**FRAGMENTO DE PÁGINA:**
Mirala que guapa.... si parece hasta buena persona.

Luego la conoces y ....   :D

----------


## Ella

> Mirala que guapa.... si parece hasta buena persona.
> 
> Luego la conoces y ....   :D


la queria hacer con mi perro pero no estaba por la labor...aparte yo si soy buena persona, inocente e indefenza.... :117: , y desnuda soy mas guapa.

manolo, lo malo de llevar reloj es que la gente piensa que esondes alli las cosas y que puede haber un sistema magnetico, yo tengo un problema y es que no se como sacarme el mio :D

----------


## ExTrEm0

¿Sacarte el qué? Es que me cegué con lo de "desnuda"...

----------


## miguelajo

Je,je el reloj dice...
Pues a mi con las pulseras ni te cuento...Pero si no me las quité ni pa la boda...
Cuando me dicen que me guardo las cartas en las pulseras les digo: " Vaya...me has pillado!!, como te has dado cuenta?"
Con eso basta para que se den cuenta de la estupidez del comentario...
SALU2
Miguel AJO

----------


## Némesis

¿Oiga?
¿Hola?
¿Policía?
Vengan aquí en seguida, hay un individuo que quiere hacerse pasar por Mariano Sosa... Sí, sí, el de la tienda de magia.

----------

**PROBLEMA BREVE A:** ¿Concuerdan con el hilo del foro estas afirmaciones? (i) Quien firma como Ella dice no saber cómo quitarse el reloj. (ii) miguelajo se quitó las pulseras para la boda. (iii) Quien firma como Ella quiso hacerla con su gato. Contesta sí o no a cada una y cita literalmente las palabras del hilo que lo deciden.
**PROBLEMA BREVE B:** Devuelve, copiado literalmente, el tramo del hilo del foro que va desde "Pues a mi con" hasta "estupidez del comentario...", ambos incluidos.
**PROBLEMA BREVE C:** ¿Qué nombres de usuario aparecen como encabezado de una intervención en el hilo del foro? Enuméralos todos.

Datos de origen
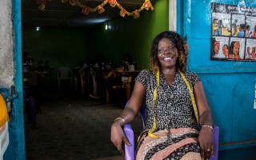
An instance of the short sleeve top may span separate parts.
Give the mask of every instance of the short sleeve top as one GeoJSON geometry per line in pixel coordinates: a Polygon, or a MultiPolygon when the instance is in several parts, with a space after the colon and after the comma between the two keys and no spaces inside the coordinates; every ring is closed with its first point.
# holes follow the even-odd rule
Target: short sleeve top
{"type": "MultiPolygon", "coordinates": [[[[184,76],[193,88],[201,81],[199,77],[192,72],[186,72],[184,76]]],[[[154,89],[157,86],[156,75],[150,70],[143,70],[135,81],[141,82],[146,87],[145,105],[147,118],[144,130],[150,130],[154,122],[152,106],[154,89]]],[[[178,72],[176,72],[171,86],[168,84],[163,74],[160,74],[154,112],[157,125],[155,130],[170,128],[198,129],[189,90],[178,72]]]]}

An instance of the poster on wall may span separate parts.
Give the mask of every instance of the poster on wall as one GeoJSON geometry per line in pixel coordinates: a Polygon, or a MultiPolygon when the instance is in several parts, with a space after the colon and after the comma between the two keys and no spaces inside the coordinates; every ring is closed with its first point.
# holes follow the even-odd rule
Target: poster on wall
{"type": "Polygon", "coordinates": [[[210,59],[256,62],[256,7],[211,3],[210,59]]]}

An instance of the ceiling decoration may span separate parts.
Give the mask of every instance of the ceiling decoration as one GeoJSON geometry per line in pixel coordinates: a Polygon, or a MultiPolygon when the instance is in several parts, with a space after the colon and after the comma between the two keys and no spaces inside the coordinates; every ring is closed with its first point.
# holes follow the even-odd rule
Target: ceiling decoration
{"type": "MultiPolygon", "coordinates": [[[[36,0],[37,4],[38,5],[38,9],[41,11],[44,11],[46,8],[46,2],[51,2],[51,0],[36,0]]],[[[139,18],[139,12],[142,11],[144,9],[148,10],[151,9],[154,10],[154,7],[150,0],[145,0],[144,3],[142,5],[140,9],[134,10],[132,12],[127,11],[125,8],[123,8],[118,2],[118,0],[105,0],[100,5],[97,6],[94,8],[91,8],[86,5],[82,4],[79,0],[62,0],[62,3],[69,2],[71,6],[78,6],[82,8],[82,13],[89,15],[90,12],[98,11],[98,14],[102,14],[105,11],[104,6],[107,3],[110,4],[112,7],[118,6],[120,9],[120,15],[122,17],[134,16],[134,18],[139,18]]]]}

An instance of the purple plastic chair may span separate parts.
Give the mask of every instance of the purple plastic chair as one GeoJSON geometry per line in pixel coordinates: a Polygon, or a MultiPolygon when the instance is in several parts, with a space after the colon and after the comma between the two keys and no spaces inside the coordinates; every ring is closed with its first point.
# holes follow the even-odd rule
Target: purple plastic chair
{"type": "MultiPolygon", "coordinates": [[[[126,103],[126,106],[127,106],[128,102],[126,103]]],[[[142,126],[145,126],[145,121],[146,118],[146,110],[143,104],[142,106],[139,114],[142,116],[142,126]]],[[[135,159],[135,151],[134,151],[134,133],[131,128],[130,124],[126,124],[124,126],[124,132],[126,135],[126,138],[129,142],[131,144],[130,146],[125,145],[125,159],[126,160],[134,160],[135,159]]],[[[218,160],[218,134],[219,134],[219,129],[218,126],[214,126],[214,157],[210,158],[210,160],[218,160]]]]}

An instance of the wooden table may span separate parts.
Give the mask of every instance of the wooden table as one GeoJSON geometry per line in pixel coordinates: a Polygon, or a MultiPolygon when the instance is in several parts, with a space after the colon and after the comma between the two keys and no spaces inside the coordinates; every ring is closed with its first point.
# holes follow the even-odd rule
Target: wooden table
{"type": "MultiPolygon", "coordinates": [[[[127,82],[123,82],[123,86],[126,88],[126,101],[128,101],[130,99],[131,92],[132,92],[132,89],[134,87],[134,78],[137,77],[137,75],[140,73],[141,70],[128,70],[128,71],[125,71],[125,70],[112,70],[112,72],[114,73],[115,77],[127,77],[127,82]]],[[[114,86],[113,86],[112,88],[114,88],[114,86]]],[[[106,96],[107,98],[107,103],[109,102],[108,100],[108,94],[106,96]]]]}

...

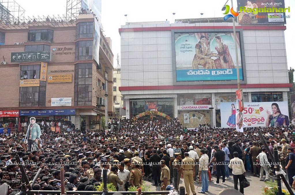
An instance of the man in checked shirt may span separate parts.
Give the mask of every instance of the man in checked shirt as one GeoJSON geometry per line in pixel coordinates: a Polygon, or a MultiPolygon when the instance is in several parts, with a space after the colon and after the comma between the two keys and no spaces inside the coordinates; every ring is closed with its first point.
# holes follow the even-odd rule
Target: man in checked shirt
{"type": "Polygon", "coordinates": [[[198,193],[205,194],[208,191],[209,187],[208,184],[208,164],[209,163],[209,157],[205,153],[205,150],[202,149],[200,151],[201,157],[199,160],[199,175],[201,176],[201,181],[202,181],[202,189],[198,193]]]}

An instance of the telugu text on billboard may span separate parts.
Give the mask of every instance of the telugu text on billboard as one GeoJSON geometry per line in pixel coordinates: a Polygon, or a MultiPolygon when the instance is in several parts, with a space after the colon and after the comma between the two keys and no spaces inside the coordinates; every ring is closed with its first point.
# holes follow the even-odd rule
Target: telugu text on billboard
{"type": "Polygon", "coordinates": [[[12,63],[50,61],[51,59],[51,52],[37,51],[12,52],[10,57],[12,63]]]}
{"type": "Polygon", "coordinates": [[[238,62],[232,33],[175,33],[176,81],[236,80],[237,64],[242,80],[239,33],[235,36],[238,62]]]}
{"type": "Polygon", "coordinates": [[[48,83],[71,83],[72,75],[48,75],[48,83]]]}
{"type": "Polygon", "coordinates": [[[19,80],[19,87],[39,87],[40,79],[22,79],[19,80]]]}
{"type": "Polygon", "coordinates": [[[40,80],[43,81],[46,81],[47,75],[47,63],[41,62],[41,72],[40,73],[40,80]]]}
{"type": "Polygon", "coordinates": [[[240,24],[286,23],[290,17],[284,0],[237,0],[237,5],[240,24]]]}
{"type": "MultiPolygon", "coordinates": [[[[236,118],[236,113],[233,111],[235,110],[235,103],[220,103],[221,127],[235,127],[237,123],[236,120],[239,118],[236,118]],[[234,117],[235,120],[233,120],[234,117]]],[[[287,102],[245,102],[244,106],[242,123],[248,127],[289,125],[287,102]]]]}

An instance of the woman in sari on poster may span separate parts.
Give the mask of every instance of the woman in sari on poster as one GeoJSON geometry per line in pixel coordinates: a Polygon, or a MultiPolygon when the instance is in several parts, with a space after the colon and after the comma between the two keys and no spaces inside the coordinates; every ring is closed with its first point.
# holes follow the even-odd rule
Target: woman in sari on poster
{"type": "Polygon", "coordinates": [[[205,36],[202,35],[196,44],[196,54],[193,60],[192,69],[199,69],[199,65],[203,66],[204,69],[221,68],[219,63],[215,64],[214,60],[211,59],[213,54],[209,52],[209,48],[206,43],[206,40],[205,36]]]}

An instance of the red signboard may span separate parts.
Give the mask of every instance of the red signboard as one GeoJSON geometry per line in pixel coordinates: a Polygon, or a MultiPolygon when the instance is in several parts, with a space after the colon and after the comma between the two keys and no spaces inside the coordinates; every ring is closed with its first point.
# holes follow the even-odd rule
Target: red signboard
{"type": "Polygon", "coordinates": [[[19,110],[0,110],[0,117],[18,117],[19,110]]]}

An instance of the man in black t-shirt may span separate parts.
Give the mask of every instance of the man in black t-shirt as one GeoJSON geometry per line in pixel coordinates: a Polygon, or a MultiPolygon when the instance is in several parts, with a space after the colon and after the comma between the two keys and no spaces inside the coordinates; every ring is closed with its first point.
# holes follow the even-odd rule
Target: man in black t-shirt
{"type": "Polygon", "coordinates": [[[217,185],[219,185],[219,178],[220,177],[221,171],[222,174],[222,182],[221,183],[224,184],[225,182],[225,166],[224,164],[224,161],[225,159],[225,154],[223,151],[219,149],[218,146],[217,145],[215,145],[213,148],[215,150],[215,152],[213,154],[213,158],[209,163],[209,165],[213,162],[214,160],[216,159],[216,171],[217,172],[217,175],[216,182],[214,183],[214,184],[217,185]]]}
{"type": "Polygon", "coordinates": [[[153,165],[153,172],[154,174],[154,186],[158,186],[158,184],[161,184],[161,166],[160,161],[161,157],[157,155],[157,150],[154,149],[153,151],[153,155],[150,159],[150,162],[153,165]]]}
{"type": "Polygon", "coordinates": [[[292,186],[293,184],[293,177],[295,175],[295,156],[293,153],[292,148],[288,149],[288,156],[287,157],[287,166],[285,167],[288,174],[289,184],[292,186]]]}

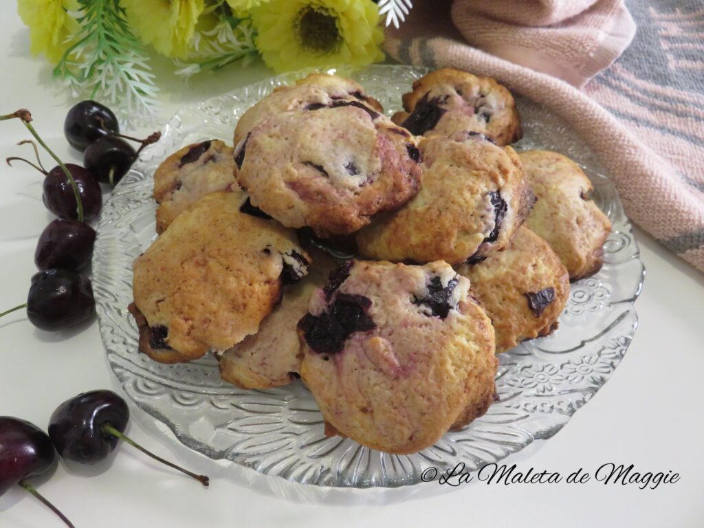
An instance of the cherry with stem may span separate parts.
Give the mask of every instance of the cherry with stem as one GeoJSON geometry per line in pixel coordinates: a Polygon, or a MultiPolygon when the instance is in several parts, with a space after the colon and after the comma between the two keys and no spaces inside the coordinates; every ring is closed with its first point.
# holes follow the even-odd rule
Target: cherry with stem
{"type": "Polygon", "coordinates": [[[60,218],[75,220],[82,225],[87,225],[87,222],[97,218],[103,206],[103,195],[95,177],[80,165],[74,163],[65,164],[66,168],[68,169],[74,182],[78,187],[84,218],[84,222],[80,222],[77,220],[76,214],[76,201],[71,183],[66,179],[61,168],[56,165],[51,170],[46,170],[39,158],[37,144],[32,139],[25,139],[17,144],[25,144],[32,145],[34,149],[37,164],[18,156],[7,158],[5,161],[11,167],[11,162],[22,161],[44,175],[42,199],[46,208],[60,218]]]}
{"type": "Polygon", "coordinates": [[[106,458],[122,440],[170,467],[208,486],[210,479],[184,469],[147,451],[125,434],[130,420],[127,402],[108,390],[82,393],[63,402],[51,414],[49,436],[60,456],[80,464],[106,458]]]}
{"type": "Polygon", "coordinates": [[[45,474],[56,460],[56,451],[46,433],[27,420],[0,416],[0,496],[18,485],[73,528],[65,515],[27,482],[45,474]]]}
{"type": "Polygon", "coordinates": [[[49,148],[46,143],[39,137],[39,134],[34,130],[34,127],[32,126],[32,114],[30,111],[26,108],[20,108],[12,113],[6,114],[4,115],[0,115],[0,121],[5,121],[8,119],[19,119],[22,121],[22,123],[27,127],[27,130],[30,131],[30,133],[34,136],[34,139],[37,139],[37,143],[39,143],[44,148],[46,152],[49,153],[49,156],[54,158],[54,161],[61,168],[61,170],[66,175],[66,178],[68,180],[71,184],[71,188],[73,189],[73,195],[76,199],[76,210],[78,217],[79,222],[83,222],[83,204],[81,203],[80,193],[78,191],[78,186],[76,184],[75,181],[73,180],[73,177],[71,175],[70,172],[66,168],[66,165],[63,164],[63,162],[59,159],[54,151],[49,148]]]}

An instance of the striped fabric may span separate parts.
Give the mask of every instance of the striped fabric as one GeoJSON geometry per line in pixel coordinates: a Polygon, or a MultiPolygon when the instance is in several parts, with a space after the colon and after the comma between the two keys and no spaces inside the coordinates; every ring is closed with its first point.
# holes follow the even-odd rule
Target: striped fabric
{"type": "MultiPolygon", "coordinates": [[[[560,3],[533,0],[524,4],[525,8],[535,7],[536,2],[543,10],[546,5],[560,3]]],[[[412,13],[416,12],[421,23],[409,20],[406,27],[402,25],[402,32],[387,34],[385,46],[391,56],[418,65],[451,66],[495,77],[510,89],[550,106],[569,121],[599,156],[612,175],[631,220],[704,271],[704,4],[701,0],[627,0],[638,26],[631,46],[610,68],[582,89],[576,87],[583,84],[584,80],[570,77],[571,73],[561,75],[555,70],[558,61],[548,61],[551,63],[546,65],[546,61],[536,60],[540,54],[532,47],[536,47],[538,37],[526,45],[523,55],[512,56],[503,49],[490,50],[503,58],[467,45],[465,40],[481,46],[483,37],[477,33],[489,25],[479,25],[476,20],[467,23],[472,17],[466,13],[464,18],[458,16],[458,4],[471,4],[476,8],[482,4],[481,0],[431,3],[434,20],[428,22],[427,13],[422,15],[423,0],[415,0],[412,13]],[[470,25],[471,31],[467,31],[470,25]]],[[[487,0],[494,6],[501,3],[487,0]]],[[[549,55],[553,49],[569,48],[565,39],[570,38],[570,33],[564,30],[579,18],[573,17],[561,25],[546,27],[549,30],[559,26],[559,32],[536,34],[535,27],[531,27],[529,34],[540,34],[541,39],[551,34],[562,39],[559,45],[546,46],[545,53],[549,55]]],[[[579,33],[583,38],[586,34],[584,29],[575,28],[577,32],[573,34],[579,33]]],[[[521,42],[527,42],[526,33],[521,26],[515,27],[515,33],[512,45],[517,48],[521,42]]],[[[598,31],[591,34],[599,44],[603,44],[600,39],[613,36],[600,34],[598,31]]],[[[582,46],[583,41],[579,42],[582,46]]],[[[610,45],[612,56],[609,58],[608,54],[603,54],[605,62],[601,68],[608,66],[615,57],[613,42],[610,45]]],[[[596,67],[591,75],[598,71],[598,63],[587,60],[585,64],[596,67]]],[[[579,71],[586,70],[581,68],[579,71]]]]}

==

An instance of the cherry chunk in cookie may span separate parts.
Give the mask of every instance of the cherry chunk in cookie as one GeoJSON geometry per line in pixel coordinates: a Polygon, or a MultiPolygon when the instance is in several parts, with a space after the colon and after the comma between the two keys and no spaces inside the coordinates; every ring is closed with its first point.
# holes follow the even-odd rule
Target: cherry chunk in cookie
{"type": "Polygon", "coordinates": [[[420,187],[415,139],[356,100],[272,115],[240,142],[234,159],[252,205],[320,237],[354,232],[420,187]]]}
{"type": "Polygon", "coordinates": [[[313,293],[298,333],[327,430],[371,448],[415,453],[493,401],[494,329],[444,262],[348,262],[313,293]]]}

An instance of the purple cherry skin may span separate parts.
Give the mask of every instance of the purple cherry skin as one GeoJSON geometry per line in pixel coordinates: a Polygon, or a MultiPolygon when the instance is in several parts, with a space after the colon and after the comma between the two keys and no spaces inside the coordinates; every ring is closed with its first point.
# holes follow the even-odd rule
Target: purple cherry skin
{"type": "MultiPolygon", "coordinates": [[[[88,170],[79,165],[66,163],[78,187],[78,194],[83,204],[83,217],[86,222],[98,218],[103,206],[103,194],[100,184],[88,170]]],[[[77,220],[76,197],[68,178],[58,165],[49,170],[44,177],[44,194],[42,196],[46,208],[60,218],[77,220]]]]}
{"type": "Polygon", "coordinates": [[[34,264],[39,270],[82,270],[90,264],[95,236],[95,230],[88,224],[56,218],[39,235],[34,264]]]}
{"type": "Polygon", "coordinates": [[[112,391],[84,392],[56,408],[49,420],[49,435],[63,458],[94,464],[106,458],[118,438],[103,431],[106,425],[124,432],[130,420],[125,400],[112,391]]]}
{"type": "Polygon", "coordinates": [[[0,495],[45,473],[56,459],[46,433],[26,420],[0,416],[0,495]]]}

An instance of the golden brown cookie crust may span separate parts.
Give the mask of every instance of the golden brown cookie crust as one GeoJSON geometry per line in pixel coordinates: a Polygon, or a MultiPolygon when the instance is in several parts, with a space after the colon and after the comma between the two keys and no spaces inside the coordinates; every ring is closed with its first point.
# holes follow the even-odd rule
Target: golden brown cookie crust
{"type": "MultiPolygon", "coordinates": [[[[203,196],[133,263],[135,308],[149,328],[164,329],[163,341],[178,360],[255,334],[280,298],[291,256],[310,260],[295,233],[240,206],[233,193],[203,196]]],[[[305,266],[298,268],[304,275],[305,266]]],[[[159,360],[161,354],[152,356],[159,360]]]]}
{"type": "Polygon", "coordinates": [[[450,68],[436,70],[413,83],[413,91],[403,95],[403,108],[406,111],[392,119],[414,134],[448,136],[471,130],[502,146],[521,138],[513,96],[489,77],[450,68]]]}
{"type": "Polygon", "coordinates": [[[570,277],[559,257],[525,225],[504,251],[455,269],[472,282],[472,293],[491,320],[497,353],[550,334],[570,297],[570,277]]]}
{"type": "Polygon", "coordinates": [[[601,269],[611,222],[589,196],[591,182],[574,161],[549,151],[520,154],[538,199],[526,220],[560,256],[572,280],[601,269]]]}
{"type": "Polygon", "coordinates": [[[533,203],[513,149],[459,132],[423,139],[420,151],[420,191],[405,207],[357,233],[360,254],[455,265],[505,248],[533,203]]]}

**SOLUCIÓN A:**
(i) Sí: "yo tengo un problema y es que no se como sacarme el mio"
(ii) No: "Pero si no me las quité ni pa la boda..."
(iii) No: "la queria hacer con mi perro"

**SOLUCIÓN B:**
Pues a mi con las pulseras ni te cuento...Pero si no me las quité ni pa la boda...
Cuando me dicen que me guardo las cartas en las pulseras les digo: " Vaya...me has pillado!!, como te has dado cuenta?"
Con eso basta para que se den cuenta de la estupidez del comentario...

**SOLUCIÓN C:** Ella, ExTrEm0, miguelajo, Némesis